[WORK REQUEST]
Nothing but the line containing "In the photo above, where can the utility" and the lines after it in the entries below should appear, each repeated exactly.

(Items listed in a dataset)

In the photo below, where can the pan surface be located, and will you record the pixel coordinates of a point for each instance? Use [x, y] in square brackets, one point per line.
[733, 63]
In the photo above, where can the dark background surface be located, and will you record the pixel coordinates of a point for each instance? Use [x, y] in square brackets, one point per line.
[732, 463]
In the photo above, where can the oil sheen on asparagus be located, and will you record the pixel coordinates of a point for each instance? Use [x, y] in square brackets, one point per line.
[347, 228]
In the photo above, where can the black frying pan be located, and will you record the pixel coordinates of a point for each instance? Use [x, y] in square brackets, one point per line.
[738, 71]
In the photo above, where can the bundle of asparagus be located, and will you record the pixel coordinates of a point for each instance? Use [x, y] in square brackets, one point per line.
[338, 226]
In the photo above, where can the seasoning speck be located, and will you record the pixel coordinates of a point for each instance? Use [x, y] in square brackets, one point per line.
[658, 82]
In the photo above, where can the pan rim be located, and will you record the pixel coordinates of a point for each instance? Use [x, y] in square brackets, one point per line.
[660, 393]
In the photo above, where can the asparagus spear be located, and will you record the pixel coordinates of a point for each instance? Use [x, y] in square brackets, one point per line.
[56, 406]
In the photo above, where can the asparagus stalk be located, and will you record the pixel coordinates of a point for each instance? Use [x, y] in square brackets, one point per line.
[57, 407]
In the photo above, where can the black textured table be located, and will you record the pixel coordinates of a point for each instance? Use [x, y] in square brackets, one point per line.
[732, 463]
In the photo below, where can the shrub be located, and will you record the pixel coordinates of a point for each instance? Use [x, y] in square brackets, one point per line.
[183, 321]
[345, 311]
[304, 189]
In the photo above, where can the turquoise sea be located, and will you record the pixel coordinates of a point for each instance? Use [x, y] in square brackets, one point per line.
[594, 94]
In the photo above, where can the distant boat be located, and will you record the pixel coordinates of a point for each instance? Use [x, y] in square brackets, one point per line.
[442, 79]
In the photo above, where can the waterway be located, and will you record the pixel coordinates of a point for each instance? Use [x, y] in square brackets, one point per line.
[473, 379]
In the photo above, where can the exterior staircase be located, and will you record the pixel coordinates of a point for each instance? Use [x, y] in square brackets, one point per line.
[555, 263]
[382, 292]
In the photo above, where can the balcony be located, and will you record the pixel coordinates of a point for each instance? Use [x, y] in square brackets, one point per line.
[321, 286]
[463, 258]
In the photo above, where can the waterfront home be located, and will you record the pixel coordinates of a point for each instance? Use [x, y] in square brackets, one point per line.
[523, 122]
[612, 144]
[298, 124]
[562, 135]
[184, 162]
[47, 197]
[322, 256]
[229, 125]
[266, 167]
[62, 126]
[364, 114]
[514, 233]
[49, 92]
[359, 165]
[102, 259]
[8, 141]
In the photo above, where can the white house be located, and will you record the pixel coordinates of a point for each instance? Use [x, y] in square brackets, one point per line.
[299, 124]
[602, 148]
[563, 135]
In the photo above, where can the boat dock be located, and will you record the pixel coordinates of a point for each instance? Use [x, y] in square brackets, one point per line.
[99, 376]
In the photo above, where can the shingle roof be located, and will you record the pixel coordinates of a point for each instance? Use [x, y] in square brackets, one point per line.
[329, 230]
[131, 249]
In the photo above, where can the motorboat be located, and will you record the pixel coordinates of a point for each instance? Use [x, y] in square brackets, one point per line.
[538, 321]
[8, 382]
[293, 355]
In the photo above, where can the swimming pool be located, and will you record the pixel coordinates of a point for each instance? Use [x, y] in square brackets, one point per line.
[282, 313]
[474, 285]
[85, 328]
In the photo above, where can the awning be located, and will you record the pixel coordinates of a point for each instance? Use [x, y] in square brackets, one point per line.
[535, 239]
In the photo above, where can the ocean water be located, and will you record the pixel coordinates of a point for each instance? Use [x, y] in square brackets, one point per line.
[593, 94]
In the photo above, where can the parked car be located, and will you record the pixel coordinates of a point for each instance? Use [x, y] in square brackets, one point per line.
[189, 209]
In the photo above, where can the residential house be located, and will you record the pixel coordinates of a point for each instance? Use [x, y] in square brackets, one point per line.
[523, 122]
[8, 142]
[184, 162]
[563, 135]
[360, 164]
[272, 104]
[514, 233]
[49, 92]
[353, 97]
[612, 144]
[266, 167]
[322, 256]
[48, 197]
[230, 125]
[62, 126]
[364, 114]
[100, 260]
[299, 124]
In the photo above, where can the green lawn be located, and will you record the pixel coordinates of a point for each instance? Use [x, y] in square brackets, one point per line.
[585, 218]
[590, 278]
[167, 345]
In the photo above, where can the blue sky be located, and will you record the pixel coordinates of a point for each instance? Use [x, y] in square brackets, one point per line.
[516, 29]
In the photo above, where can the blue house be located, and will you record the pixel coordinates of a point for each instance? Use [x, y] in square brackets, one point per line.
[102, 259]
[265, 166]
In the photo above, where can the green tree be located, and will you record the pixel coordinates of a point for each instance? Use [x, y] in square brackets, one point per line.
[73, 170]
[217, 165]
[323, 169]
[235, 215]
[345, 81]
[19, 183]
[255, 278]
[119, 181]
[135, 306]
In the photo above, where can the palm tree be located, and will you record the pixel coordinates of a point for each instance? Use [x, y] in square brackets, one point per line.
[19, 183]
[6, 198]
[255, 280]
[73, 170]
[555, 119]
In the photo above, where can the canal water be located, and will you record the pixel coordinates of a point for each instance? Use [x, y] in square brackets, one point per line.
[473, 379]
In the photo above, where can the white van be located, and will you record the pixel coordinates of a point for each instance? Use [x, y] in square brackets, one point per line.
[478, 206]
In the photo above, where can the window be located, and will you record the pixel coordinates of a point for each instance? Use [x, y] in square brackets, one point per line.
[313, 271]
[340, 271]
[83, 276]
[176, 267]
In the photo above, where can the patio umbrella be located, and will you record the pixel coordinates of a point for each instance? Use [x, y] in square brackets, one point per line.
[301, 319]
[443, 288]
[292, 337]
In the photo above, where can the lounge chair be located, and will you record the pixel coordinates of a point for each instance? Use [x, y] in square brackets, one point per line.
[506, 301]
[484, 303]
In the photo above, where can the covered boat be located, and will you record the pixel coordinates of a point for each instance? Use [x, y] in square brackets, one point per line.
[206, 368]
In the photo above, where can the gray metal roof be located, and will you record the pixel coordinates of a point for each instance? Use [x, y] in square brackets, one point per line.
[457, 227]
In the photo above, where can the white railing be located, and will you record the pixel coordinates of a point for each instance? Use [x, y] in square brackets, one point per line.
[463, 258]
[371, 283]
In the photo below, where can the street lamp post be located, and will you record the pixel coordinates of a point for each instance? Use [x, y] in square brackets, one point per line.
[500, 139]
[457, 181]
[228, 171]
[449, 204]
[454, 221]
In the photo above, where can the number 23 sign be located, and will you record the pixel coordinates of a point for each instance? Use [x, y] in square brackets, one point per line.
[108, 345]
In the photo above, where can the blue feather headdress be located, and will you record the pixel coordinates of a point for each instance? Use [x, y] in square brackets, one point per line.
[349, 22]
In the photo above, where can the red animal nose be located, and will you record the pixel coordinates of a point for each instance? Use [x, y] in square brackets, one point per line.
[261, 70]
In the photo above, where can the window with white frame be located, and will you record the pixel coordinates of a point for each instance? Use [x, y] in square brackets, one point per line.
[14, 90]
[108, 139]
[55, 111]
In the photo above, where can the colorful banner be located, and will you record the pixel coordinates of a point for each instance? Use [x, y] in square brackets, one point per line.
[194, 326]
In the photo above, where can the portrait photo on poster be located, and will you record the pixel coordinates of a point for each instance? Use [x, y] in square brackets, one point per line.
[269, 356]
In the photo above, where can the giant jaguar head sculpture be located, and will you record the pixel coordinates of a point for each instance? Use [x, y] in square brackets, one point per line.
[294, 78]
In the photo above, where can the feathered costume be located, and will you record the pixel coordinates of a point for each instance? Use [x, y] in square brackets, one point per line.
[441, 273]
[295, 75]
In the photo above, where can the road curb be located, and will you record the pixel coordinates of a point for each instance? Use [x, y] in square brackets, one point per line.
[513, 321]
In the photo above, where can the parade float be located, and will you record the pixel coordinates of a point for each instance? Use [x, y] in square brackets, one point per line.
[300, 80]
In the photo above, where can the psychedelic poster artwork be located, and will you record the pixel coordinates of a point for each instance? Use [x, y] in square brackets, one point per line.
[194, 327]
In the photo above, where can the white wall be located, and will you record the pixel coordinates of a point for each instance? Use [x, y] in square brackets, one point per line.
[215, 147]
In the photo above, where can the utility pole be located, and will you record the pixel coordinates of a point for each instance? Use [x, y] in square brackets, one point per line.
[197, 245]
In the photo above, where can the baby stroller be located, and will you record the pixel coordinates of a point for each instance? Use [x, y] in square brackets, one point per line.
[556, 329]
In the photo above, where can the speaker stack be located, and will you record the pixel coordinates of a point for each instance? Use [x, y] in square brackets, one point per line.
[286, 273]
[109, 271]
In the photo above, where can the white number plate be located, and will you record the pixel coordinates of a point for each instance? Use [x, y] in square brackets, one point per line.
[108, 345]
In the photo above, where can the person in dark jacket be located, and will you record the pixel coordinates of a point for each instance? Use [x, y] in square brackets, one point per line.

[RESPONSE BELOW]
In the photo above, where can the utility pole be located, and will you record the pixel coordinates of a point for each instance? Use [x, y] in square brackets, one point per line.
[197, 245]
In the photo above, where can the baby stroller be located, and will you record the pixel coordinates of a point for each instance? Use [x, y] in square brackets, one point per line.
[556, 329]
In the photo above, where can the speaker stack be located, and will you record the pixel coordinates of a point for each instance? Use [x, y] in square brackets, one point per line.
[286, 273]
[109, 271]
In the photo above, where can the white number plate be located, and will you record the pixel coordinates of a point for each instance? Use [x, y] in square brackets, one point per line.
[108, 345]
In the photo above, where can the person in dark jacket be located, and will you record the pixel coordinates of a point for each instance? Use [x, y] in square brackets, one point per line.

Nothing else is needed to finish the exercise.